Image-grounded pointing data
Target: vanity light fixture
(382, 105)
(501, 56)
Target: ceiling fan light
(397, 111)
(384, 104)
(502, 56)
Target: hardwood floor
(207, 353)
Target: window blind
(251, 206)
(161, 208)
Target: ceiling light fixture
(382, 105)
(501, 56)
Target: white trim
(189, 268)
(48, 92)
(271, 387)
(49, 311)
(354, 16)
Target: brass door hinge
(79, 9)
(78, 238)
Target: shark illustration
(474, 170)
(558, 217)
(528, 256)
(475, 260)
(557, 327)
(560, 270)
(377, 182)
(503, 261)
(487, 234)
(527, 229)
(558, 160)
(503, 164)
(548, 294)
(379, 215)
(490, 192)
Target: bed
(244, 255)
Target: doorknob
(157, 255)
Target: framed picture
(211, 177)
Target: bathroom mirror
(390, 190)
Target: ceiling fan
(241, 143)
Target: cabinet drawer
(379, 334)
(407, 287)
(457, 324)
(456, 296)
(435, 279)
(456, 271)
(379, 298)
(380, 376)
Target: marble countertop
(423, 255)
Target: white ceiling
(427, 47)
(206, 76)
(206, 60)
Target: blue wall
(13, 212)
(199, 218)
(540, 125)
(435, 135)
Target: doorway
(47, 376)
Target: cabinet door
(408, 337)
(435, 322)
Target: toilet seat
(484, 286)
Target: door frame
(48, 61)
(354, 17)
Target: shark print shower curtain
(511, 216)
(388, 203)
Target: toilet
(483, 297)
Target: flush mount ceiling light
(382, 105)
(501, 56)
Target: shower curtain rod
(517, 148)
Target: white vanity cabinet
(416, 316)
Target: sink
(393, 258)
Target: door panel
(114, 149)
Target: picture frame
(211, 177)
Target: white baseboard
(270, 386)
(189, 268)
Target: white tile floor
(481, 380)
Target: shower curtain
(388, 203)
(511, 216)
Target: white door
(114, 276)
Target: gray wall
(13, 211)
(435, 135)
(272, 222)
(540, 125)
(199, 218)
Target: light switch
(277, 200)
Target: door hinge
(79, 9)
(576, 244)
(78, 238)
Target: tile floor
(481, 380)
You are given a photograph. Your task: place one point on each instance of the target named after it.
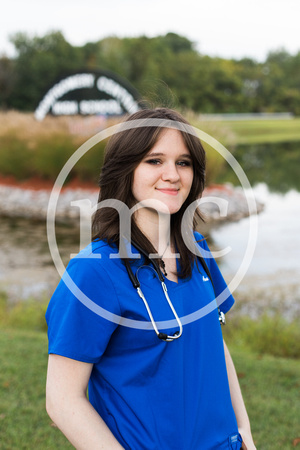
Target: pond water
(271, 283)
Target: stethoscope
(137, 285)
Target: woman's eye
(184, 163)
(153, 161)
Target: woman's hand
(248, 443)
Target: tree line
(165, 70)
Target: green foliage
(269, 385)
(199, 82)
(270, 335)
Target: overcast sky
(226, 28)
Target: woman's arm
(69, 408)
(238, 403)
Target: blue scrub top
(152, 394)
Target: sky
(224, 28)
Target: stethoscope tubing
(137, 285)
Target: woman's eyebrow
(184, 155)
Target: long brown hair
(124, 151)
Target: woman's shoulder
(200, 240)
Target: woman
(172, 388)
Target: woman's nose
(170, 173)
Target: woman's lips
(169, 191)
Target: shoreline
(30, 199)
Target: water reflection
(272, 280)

--

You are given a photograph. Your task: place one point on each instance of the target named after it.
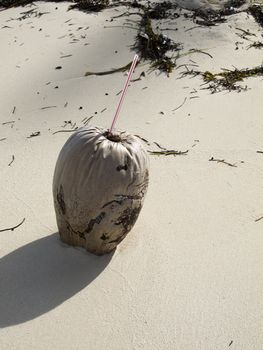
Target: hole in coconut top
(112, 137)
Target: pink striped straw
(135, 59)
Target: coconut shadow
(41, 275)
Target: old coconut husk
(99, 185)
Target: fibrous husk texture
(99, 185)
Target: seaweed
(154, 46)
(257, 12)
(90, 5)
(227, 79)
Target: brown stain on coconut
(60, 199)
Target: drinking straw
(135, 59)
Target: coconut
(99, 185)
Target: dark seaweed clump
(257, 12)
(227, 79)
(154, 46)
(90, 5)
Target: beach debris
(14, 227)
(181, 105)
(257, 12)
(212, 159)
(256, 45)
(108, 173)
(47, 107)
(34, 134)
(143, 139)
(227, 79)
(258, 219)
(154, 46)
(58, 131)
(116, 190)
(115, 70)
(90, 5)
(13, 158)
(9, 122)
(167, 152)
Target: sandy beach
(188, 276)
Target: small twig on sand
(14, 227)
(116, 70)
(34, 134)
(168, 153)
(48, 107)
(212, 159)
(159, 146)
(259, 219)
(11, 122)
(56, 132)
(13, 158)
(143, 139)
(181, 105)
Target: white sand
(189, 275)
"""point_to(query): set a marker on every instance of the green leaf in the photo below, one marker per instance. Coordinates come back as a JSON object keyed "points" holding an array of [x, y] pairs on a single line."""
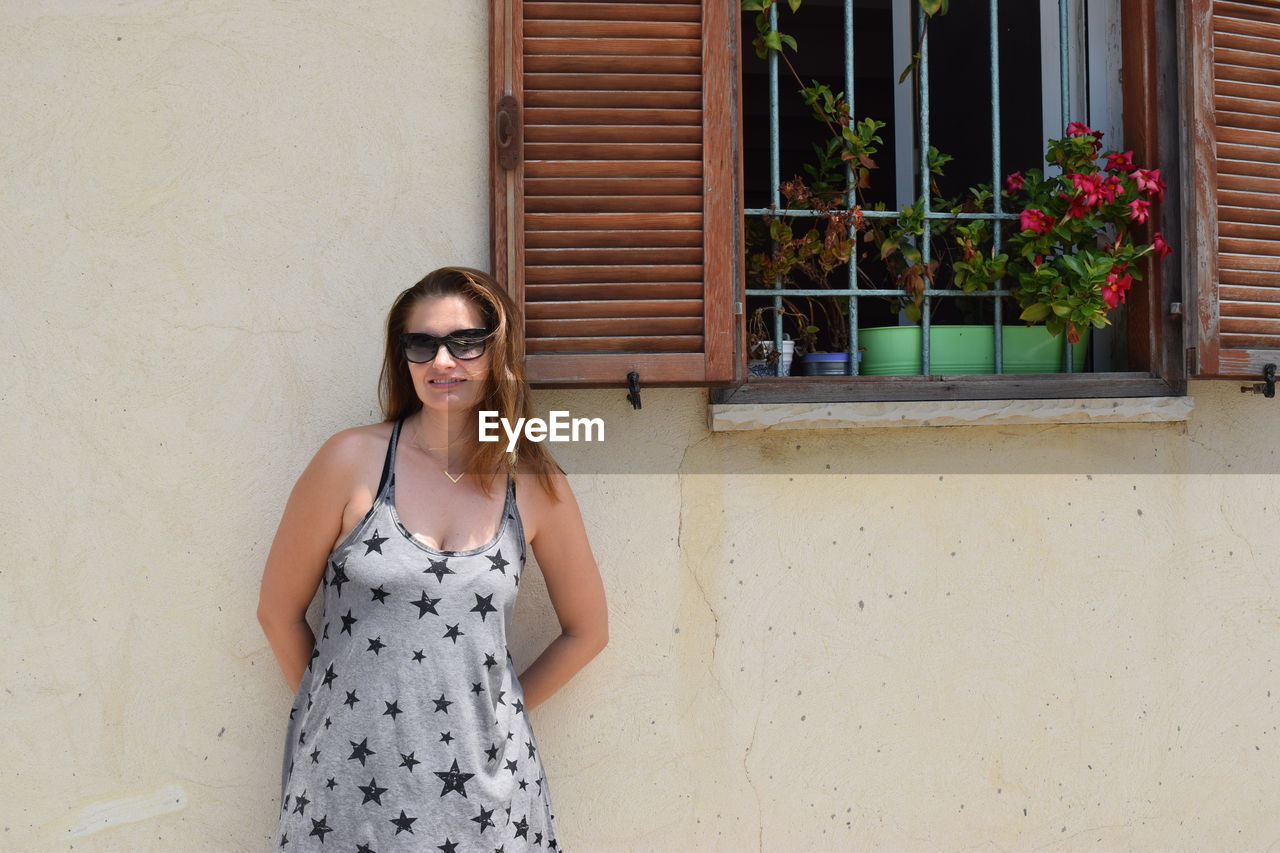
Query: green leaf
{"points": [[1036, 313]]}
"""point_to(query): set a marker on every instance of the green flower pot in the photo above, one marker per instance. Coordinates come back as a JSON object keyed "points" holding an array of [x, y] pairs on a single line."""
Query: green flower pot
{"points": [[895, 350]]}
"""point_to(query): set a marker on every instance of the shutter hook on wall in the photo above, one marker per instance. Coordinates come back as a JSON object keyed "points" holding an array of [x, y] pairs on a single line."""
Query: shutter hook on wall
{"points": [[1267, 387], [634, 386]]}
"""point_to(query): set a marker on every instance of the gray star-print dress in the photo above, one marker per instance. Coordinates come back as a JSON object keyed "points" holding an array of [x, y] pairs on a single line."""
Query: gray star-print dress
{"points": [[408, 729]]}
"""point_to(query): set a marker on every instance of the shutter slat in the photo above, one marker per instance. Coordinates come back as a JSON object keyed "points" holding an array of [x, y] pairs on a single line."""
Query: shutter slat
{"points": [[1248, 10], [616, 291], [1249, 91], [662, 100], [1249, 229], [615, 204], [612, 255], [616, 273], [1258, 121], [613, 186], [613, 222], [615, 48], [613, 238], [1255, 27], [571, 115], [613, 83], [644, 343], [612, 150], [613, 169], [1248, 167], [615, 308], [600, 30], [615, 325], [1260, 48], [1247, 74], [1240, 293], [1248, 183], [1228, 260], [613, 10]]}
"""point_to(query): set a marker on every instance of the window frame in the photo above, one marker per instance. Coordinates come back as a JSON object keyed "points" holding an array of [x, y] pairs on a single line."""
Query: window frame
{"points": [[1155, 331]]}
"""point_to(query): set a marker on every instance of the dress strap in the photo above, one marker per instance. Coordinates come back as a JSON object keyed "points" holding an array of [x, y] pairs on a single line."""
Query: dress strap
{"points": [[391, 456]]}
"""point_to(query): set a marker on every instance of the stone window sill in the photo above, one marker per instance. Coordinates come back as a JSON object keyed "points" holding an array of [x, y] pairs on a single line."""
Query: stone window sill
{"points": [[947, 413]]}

Exercise details: In how many lines of the records does the string "holding" occur? Answer with the number alone.

Solved exercise: 8